== GIVEN PASSAGE ==
□ □ □ □ □

Hi,
I have a problem interpreting my results and would like to ask for your help.
I have a table of expression values which looks like that:
ctrl.high ctrl.low log_ratio gene1 9.572083 6.461176 3.1109074 gene2 2.725700 3.354198 -0.6284985 gene3 10.002005 8.190133 1.8118717 gene4 3.812149 1.90948 1.9026686 gene5 5.561375 3.16058 2.4007949 gene6 5.515633 3.394174 2.1214594
The goal is to try and identify the differentially regulated genes between the two fractions (high vs. low). to do so, I calculated the log-ratio for each of the genes (high- low as this are log values) to identify the fold-changes between the two of them.
At first we thought about taking the mean+/- twice the standard deviation of the means as a threshold to decide which genes are significantly deregulated, mainly because this is how the biologist wanted it to be analyzed, but after looking at the distribution of the data I am not certain anymore that this is the right choice.
So I have a couple of questions regarding this kind of analysis:
Is it possible to discriminate differentially regulated genes based on the mean of the log-values of their expression? Are there any papers for or against this method of calculations?
I upload the image of the distribution of the log-values. I expected it to be a normal-distributed around 1, but as it looks like, there is a second peak at the left side of the plot. I know that this is probably a very vague question, but is there a way to explain this kind second peak or to find out how it happens?
Thanks
A.
My recommendation, tell the biologists they need to invest a bit more into replication, otherwise the experiment cannot be analyzed and published(!). Refuse to analyze the experiment otherwise, it is not worth wasting your and your clients time with sub-par analysis attempts, when investing a few hundred eur/dollars you can get so much more.
Good news with about replicates, follow Stefano's recommendations then. Start normalization and then run statistical test(s) from scratch if at all possible. Correct for multiple testing.

□ □ □ □ □

== RECORDS SHOWN ==

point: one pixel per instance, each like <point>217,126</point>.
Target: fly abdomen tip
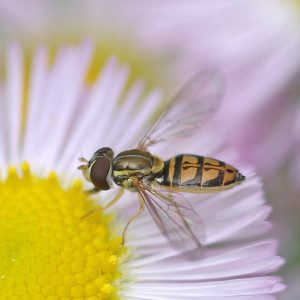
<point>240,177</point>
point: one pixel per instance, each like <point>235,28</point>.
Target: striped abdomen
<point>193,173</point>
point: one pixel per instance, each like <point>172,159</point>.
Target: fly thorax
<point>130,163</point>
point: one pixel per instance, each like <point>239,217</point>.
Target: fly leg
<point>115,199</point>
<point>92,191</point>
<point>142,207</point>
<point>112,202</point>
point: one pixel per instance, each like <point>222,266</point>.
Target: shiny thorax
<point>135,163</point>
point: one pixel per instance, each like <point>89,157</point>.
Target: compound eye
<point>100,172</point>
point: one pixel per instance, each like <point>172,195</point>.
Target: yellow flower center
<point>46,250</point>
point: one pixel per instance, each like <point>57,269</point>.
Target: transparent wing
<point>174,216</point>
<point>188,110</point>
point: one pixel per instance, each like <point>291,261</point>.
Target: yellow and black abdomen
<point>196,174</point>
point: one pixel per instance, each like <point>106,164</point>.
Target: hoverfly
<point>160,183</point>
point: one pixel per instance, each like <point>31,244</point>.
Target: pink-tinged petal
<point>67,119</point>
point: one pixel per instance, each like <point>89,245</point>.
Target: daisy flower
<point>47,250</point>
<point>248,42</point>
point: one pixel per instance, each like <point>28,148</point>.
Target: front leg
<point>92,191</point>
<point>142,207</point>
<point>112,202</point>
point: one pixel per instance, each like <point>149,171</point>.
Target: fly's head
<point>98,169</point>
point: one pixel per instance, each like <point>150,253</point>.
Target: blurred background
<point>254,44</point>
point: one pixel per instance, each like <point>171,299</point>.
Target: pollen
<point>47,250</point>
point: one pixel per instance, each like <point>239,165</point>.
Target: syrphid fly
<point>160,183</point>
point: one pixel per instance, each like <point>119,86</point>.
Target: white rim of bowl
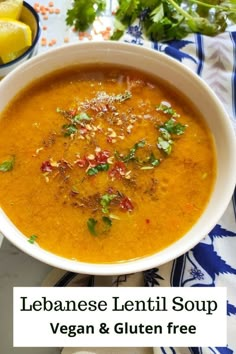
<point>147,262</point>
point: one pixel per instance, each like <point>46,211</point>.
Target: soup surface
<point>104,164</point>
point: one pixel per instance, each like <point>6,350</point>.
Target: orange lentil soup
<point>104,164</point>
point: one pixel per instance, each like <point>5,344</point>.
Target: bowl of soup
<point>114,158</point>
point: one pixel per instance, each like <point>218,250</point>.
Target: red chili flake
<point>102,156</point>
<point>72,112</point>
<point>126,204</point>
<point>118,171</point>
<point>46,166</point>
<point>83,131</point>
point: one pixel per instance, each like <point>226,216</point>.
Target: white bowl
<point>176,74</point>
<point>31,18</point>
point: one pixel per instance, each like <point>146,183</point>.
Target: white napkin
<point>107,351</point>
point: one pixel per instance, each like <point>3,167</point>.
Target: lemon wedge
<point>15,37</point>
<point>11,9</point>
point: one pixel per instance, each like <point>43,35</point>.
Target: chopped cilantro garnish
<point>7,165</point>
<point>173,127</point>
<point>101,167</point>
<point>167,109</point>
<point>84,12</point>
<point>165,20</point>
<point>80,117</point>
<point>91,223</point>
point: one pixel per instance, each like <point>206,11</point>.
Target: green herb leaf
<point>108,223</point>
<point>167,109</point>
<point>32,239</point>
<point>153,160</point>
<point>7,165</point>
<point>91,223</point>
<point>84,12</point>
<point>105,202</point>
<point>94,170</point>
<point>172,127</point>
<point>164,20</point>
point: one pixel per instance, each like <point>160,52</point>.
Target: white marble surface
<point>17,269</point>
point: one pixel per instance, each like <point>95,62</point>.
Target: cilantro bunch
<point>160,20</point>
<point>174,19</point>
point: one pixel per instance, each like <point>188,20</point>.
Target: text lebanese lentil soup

□ □ □ □ □

Write out everything in the forum thread above from "I upload the" down to "how it happens?".

I upload the image of the distribution of the log-values. I expected it to be a normal-distributed around 1, but as it looks like, there is a second peak at the left side of the plot. I know that this is probably a very vague question, but is there a way to explain this kind second peak or to find out how it happens?